State senators and representatives are paid $29,687 annually, plus per diem. Do the math. If you can make the rest of that equation add up, send that answer to the Florida Commission on Ethics: P.O. Drawer 15709, Tallahassee, FL 32317.

Thursday, March 10, 2016

Why would a candidate running unopposed even need a million bucks for a PAC running out of her own home?

Welcome to the Corporate HQ for "Leadership For Broward"!
OK, maybe it isn't a million bucks yet, but it will be a million before the election is over.

First thing I'd like to mention is it appears Lauren Book is running her PAC from her own house (NW 108th Way, Plantation FL), or at least someone's private residence bought for $530,000 in January 2014, according to the Zillow real estate site. It seems a bit odd for someone running a PAC out of a private residence like that, especially when Lauren's Kids has an office in Aventura,18851 NE 29th Ave Suite 1010, Aventura, FL 33180  (which is also the same address as Ron Book's corporate offices, 18851 NE 29th Ave #1010, Aventura, FL 33180). What's the deal?

(It is also interesting to note that the congressional districts were changed, and Emmanuel Blimie, who was going to run against Book, is still in District 33, but Book was REZONED to District 32, so NOW Book is TRULY running unopposed!)

Thankfully, you can keep tabs on this "PAC" at the FL Dept. of State website. Lauren Book is actually running as a Democrat. This may the first time in my life I vote Republican!

The data
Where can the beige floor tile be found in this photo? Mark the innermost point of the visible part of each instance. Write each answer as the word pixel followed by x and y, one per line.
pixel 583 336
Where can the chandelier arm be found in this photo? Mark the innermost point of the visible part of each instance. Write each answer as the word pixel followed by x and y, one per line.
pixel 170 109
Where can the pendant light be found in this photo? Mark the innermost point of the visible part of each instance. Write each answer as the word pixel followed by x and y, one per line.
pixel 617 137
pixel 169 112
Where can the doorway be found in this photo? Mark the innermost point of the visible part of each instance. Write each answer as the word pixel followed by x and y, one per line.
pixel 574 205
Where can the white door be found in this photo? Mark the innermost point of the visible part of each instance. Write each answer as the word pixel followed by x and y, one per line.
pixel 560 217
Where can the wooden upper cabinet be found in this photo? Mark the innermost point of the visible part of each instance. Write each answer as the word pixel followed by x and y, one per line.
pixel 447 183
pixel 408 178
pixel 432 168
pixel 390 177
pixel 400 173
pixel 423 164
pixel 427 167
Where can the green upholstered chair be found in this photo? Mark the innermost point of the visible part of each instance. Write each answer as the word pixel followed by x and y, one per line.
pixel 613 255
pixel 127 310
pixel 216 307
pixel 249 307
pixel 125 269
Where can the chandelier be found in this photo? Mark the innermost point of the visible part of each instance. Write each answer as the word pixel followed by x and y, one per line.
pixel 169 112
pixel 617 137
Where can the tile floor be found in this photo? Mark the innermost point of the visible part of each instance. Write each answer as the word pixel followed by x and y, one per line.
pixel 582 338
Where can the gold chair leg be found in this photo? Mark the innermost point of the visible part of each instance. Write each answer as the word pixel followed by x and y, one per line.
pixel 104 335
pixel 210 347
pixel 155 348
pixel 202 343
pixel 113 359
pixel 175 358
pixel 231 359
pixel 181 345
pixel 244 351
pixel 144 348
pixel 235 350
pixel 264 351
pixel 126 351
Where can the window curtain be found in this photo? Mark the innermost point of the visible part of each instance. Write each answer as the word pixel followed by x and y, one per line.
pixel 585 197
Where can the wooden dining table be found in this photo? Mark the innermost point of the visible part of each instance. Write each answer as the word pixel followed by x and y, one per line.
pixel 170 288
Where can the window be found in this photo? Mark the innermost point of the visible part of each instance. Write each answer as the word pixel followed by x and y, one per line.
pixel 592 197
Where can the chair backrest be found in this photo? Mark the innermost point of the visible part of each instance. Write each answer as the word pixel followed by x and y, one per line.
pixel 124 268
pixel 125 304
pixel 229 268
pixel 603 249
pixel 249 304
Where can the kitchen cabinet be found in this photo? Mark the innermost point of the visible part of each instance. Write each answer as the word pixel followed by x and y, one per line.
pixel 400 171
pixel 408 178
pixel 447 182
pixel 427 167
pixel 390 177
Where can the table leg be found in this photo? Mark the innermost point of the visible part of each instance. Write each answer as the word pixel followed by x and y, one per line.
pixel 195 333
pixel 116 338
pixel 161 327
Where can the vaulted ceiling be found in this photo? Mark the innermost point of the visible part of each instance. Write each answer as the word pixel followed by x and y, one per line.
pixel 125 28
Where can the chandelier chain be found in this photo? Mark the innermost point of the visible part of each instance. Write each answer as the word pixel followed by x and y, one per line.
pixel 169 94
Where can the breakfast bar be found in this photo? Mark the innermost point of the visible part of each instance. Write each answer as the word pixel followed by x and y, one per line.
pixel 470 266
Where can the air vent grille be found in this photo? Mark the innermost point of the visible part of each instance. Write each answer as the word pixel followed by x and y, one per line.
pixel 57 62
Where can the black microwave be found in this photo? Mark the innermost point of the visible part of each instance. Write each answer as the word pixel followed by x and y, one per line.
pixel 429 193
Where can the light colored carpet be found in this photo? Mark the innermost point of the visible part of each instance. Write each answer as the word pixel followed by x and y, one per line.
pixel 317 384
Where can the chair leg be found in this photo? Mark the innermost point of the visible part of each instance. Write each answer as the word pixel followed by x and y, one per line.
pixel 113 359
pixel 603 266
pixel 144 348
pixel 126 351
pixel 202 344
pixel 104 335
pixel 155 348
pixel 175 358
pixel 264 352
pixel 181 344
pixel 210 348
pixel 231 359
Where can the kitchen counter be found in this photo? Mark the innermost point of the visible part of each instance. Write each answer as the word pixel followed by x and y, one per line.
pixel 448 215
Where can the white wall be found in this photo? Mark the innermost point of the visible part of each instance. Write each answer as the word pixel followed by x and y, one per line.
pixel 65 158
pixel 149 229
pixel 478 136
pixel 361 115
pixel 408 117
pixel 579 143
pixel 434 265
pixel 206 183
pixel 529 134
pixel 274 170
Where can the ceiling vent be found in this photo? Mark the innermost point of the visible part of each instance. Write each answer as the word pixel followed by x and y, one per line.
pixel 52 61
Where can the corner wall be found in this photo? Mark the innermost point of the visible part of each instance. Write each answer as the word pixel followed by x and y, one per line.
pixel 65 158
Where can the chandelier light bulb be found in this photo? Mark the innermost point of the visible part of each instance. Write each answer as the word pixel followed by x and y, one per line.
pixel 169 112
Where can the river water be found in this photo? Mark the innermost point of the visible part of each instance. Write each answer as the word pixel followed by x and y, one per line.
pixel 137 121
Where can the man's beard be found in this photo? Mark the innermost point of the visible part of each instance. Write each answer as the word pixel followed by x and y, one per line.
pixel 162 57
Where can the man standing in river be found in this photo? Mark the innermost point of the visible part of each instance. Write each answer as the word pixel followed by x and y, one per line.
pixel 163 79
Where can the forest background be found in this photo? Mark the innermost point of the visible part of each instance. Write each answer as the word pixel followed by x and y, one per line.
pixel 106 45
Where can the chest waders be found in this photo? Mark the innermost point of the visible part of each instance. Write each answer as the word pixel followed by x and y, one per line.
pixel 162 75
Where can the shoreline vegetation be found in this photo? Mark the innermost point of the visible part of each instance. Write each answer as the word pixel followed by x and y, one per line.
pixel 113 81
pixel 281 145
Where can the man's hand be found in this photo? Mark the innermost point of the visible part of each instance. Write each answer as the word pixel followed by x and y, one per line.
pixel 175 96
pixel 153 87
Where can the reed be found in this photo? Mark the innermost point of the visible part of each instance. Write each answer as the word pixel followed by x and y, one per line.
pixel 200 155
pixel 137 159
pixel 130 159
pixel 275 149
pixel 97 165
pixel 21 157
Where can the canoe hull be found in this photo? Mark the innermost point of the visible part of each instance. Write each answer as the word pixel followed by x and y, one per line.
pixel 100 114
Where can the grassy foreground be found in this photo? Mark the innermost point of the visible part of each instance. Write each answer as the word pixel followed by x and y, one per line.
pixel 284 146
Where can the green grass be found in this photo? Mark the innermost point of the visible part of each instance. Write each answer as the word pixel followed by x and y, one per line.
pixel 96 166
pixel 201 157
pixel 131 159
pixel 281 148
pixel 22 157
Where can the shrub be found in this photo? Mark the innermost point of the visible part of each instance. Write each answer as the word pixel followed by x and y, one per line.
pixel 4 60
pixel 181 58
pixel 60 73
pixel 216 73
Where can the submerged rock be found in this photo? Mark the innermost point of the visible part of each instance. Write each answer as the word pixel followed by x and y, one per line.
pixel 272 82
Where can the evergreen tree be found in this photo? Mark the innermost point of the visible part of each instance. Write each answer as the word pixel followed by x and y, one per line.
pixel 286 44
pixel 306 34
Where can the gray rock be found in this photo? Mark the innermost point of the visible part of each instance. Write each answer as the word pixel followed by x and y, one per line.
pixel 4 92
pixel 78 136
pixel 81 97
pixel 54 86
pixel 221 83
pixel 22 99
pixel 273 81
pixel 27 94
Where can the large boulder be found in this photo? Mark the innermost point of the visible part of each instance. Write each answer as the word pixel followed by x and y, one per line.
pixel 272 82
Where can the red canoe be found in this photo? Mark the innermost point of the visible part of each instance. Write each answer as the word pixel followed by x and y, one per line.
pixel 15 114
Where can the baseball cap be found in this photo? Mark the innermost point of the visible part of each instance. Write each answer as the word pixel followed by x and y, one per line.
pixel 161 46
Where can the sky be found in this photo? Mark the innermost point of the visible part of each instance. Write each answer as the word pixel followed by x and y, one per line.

List of tasks
• 1. Copy everything in the post about Lauren Book's PAC from "Welcome to the" down to "election is over.".
• 2. In the post about Lauren Book's PAC, how much are state senators and representatives paid each year?
Work only from the post about Lauren Book's PAC, not from the material.

Answer list
• 1.
Welcome to the Corporate HQ for "Leadership For Broward"!
OK, maybe it isn't a million bucks yet, but it will be a million before the election is over.

• 2. $29,687 annually, plus per diem.